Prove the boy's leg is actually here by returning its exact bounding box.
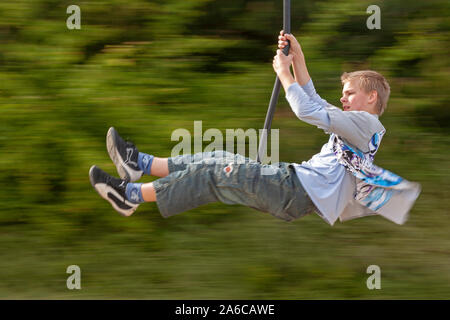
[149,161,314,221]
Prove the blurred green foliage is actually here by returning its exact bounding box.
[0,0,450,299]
---
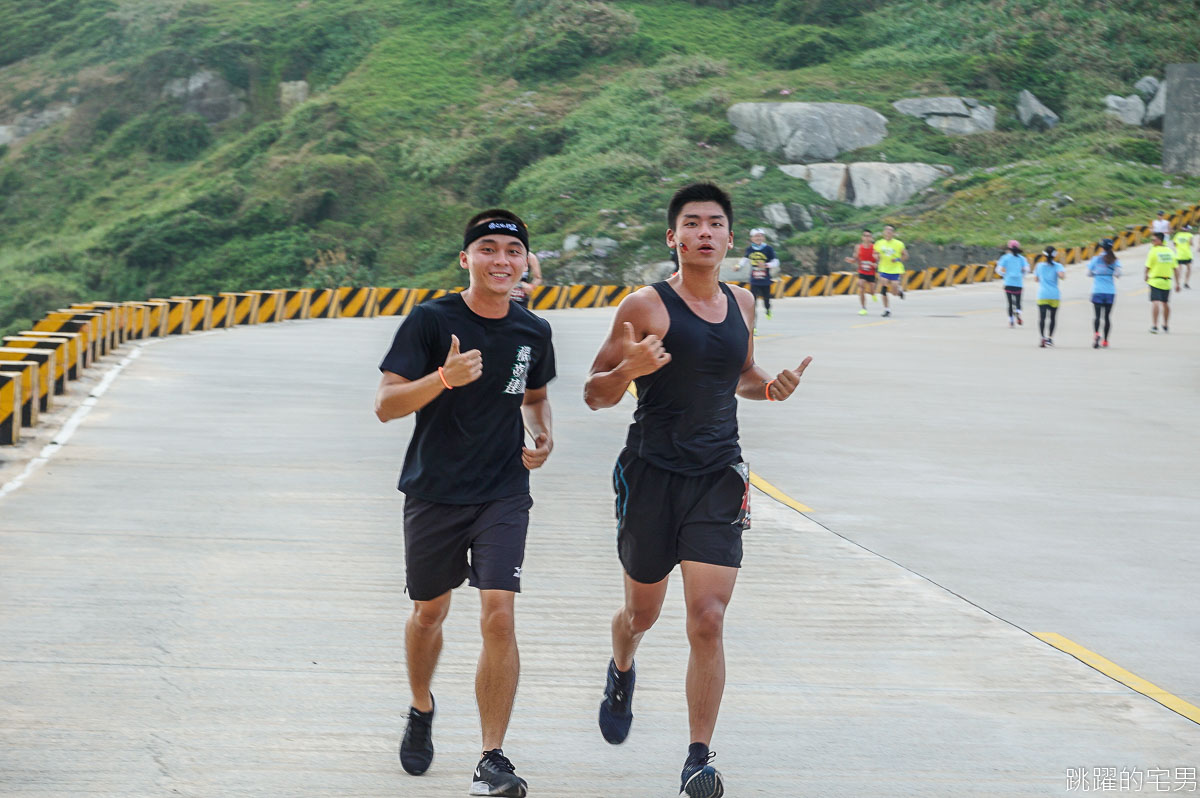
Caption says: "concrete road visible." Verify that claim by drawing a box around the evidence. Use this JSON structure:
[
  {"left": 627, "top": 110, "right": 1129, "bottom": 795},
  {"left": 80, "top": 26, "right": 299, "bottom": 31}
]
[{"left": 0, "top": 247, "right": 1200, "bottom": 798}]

▶ **Work instructions**: Repeat the lines verbatim, starting at the line that contains "Prove the boy's" and stopping after the line that contains "[149,161,314,221]", with both of those lines included. Leave the pictures out of your answer.

▶ **Correct result**:
Prove the boy's leg is actually here by returning its exact bounding box.
[149,161,314,221]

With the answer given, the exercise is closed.